• [The request]: Repeat all of the records verbatim.

## Start Records to use

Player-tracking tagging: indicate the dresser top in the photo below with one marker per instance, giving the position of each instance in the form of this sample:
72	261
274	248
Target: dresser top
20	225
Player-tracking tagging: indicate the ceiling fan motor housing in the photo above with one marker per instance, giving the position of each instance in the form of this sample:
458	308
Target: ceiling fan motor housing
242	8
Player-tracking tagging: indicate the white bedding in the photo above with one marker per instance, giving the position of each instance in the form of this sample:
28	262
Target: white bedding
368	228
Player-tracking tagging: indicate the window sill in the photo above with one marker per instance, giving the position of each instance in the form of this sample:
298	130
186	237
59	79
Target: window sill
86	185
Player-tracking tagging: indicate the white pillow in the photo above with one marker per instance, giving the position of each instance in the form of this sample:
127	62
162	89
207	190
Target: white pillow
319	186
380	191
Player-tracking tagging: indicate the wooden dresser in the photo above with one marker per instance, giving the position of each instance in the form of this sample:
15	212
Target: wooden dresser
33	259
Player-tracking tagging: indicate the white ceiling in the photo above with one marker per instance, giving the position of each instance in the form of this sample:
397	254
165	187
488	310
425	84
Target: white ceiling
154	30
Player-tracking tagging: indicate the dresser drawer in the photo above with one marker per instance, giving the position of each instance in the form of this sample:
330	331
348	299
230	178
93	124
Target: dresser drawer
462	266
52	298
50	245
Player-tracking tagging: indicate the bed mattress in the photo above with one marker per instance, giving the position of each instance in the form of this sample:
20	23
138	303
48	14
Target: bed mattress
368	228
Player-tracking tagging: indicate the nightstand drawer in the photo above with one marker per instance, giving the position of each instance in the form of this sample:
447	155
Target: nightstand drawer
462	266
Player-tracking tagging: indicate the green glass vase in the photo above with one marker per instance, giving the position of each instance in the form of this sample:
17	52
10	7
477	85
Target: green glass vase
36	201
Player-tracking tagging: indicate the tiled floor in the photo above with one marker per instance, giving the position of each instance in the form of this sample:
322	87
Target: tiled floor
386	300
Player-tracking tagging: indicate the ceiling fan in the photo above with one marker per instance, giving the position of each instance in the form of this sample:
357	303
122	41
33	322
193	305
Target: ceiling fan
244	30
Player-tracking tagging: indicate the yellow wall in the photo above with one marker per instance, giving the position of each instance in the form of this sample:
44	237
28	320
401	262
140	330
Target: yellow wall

## End Records to use

• [Response to this task]:
Player-tracking tagging: indicate the dresser top in the photo below with one marker per instance, giving the position of each instance in the form of this sample:
72	261
274	248
Target: dresser top
20	225
Player-tracking tagging: indicate the ceiling fan motor housing in the photo above with one marker per instance, giving the position of each instance in the form of this sample:
458	308
Target: ceiling fan motor housing
242	8
Player-tracking tagging: indicate the white bedding in the photo above with one marker per instance, giving the position of each instance in the form of this sample:
28	262
Target: white bedding
368	228
Player-tracking tagging: indicate the window sill in the photo above with one marker per instance, giving the position of each instance in the form of this sample:
298	130
186	237
59	79
Target: window sill
86	185
Player-tracking tagging: indicate the white pillow in the photo above with one marker per instance, giving the position of each instance in the form of this sample:
127	62
162	89
207	190
Target: white pillow
319	186
380	191
Player-tracking tagging: indicate the wooden dresser in the photo above with one marker per instance, giving the position of each instance in the form of this sample:
15	212
Target: wooden dresser
33	259
Player-tracking tagging: indicate the white ceiling in the photo above with one marker per instance, giving the position of each instance in the form of this sample:
397	254
165	187
488	310
425	84
Target: white ceiling
154	30
Player-tracking tagging: indicate the dresser drawer in the photo above with one marker per instance, giving the position of each instance in the form of this sample:
330	331
348	299
230	178
93	124
Target: dresser drawer
462	266
52	298
50	245
Player-tracking tagging: indicate the bed mattress in the photo above with one marker per instance, giving the position of each instance in the form of this sample:
20	23
138	303
48	14
Target: bed mattress
368	228
Player-tracking tagging: indicate the nightstand drawer in the photo above with one marker per instance, giving the position of each instance in the form of this sample:
447	155
Target: nightstand drawer
462	266
Player-tracking tagging: indicate the green glass vase in the photo above with one marker per instance, giving the position of each instance in the form of this sample:
17	52
10	7
477	85
Target: green glass vase
36	201
Player-tracking tagging: indicate the tiled floor in the photo above with one marker per instance, giving the position of each instance in the form of this sample:
322	87
Target: tiled floor
386	300
Player-tracking tagging: indicate the ceiling fan in the photo above with one marker per instance, giving the position of each instance in the form of this sample:
357	303
122	41
33	322
193	305
Target: ceiling fan
244	30
Player-tracking tagging: indicate the yellow wall in the photo above with one marker per instance, giving the position of each instance in the form of this sample:
44	237
28	320
401	262
140	330
Target: yellow wall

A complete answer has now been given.